* **PROBLEM DETAILS**
From the entries below, copy out all lines holding "snow".
[Opening DATA RECORDS section]
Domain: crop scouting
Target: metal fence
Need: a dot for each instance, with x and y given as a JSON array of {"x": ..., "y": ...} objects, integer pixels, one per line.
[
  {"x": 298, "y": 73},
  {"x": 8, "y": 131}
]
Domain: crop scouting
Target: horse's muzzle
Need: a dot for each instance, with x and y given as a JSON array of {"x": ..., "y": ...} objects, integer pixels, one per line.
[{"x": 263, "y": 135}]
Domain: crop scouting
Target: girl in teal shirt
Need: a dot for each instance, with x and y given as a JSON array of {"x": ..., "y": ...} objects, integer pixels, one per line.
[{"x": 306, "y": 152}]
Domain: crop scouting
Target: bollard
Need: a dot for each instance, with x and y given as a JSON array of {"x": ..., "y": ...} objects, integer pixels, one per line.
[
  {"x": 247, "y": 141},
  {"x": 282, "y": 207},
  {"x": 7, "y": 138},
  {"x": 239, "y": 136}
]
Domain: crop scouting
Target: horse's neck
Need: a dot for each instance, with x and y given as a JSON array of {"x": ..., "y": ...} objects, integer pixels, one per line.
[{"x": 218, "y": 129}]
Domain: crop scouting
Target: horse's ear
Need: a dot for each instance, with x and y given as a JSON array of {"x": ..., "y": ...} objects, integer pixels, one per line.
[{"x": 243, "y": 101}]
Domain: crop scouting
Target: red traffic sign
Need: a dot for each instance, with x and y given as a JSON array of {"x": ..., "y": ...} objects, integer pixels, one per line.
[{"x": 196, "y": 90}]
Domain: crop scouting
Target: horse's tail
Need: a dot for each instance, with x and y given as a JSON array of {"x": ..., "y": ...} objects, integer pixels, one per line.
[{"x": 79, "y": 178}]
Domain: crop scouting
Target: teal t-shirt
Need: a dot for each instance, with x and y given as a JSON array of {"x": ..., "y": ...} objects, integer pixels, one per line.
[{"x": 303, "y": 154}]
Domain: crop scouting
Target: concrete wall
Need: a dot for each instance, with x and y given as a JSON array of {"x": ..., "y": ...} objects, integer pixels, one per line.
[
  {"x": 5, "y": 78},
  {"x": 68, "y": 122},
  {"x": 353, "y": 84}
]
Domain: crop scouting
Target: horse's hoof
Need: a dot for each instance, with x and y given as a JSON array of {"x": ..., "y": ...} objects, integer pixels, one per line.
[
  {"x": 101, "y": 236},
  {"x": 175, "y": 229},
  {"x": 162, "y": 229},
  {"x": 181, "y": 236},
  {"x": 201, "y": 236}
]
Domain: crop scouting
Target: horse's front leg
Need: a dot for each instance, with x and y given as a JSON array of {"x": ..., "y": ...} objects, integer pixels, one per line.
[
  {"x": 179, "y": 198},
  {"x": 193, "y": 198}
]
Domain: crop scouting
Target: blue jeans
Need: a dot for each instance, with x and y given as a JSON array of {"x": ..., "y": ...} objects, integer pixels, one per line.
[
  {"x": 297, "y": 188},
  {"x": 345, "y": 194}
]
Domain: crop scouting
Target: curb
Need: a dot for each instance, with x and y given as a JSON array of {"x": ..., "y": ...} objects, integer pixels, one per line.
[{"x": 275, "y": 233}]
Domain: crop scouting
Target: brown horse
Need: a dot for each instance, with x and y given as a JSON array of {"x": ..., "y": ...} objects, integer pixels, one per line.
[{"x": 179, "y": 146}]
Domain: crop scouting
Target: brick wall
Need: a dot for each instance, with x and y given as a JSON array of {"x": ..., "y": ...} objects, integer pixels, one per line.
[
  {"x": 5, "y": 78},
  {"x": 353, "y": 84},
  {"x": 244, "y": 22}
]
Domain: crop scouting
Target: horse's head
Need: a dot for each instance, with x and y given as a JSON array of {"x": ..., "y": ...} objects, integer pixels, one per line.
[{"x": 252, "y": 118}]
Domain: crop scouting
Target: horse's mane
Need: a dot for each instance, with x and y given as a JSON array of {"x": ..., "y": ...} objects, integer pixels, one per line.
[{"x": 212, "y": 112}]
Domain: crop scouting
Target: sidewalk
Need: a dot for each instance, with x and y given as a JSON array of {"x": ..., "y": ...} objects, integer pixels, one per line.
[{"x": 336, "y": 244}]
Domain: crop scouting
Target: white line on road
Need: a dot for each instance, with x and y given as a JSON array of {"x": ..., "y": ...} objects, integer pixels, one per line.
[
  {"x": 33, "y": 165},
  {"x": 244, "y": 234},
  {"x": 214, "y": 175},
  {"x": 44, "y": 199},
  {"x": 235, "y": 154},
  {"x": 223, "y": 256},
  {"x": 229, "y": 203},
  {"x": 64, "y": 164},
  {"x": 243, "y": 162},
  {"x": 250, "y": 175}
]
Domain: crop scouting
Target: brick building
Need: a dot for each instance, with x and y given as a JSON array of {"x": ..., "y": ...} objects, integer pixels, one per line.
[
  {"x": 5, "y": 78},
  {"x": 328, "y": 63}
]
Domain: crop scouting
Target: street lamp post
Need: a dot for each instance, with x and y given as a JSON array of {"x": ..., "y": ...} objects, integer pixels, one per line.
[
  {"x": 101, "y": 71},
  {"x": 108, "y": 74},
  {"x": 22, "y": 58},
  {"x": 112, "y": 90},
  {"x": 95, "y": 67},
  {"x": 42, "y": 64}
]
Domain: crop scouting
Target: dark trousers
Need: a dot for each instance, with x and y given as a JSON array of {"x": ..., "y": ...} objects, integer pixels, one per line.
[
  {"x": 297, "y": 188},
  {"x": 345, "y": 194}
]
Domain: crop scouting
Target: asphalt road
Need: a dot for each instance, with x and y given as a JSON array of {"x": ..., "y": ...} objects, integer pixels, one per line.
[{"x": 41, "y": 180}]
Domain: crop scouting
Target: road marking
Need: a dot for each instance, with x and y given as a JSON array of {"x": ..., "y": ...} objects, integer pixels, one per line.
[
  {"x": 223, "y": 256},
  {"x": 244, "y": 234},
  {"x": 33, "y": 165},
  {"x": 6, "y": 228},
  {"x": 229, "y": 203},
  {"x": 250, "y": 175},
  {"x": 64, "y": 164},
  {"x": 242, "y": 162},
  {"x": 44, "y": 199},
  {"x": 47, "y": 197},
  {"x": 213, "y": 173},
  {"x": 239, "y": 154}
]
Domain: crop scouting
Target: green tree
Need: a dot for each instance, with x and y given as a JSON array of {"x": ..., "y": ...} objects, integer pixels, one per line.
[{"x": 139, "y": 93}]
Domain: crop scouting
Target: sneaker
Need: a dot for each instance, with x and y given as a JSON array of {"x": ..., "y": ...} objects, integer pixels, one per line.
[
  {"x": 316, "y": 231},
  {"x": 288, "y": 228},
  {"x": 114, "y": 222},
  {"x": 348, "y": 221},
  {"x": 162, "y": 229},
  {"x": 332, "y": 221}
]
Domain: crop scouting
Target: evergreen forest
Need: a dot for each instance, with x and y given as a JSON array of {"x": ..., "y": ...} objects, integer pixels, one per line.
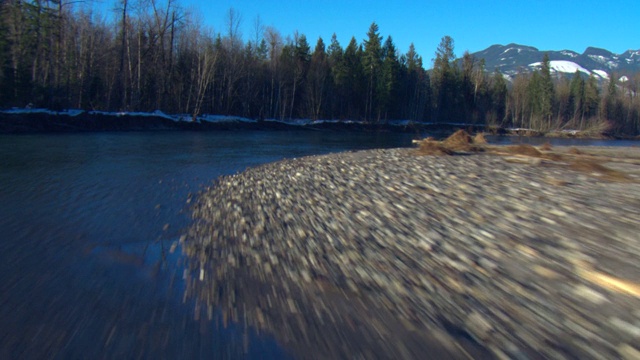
[{"x": 154, "y": 54}]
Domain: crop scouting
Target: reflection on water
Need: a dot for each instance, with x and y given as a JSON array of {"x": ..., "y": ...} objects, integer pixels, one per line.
[{"x": 87, "y": 222}]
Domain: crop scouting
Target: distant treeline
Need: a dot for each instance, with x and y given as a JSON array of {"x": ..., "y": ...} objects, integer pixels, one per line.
[{"x": 153, "y": 54}]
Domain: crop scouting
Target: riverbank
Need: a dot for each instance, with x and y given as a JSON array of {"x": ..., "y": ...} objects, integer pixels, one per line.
[
  {"x": 29, "y": 121},
  {"x": 386, "y": 253}
]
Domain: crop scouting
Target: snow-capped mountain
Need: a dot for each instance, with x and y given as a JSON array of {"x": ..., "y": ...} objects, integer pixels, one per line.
[{"x": 513, "y": 58}]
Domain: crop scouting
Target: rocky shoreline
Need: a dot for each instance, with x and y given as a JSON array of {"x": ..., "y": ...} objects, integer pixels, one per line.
[{"x": 387, "y": 254}]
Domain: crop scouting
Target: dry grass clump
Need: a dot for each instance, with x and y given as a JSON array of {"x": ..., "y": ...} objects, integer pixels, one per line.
[
  {"x": 459, "y": 140},
  {"x": 546, "y": 146},
  {"x": 433, "y": 147},
  {"x": 479, "y": 139}
]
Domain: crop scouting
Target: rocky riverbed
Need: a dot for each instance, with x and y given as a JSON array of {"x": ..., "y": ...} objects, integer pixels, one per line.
[{"x": 388, "y": 254}]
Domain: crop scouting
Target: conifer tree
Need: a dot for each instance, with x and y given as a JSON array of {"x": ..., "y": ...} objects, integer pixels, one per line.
[{"x": 372, "y": 63}]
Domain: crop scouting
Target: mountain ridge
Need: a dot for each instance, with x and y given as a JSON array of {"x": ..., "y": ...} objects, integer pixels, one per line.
[{"x": 513, "y": 58}]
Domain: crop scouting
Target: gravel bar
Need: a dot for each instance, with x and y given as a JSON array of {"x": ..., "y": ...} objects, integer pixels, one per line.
[{"x": 385, "y": 254}]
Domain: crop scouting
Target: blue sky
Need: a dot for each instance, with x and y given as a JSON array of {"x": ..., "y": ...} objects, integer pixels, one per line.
[{"x": 474, "y": 25}]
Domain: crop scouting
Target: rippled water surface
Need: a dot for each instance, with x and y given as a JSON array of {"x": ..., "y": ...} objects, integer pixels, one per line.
[{"x": 86, "y": 224}]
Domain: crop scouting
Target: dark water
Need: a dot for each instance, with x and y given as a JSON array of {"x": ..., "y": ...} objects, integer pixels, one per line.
[{"x": 86, "y": 224}]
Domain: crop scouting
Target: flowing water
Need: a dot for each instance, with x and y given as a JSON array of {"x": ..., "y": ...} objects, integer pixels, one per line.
[{"x": 87, "y": 223}]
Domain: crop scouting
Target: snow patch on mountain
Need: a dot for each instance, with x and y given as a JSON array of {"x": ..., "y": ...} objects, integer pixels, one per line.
[
  {"x": 562, "y": 66},
  {"x": 603, "y": 74}
]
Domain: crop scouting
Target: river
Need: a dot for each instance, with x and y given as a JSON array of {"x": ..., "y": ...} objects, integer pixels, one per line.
[{"x": 87, "y": 222}]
[Closing DATA RECORDS section]
* **SOLVED PROBLEM**
Target: snow-capped mountain
Target: snow patch on mountain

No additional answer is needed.